### Exercise
Would you give the listing again exactly as written, minus its pictures?

### Data to examine
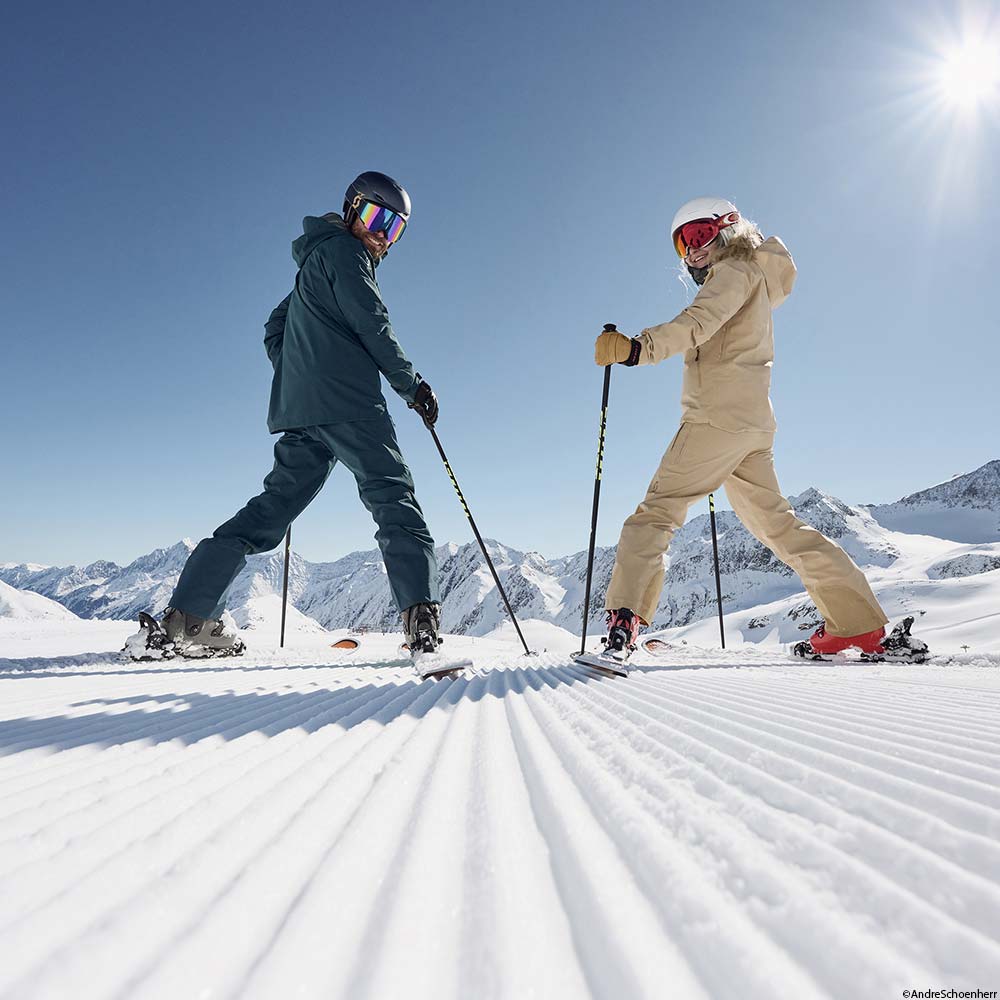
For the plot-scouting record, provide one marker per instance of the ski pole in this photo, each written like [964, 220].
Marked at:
[284, 586]
[609, 328]
[718, 580]
[479, 538]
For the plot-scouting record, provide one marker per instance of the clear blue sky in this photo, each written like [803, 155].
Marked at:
[159, 159]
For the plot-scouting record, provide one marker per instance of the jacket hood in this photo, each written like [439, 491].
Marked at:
[772, 257]
[316, 230]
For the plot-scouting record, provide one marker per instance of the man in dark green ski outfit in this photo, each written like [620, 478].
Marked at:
[329, 341]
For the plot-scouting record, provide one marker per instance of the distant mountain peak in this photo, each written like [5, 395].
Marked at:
[978, 489]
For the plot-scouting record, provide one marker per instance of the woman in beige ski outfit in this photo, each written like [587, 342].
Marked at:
[726, 437]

### Exercise output
For the plot-scouting record, provide one marker per instance of the ski pole in this photo, each written like [964, 220].
Marked at:
[284, 586]
[609, 328]
[718, 580]
[479, 538]
For the plot-scouting record, provide one marker per instance of the clear blue sky in this photo, each written like [803, 155].
Marked at:
[159, 159]
For the plot-scouting record, provide one marker per instance of the jacket hood in this photo, each written like [439, 491].
Marked at:
[772, 257]
[316, 230]
For the plot-scouting record, provide one marker per instance of the man in dark green ski outfit in this photo, each written like [620, 478].
Marked at:
[329, 341]
For the plot-scouting record, provide one marker per instance of the distant mountain peak in this photo, each written like [5, 395].
Marked at:
[978, 489]
For the plot-scouting record, provide one marker per instance of the woman in beige ski outfit in this photo, each written like [587, 342].
Marked at:
[726, 437]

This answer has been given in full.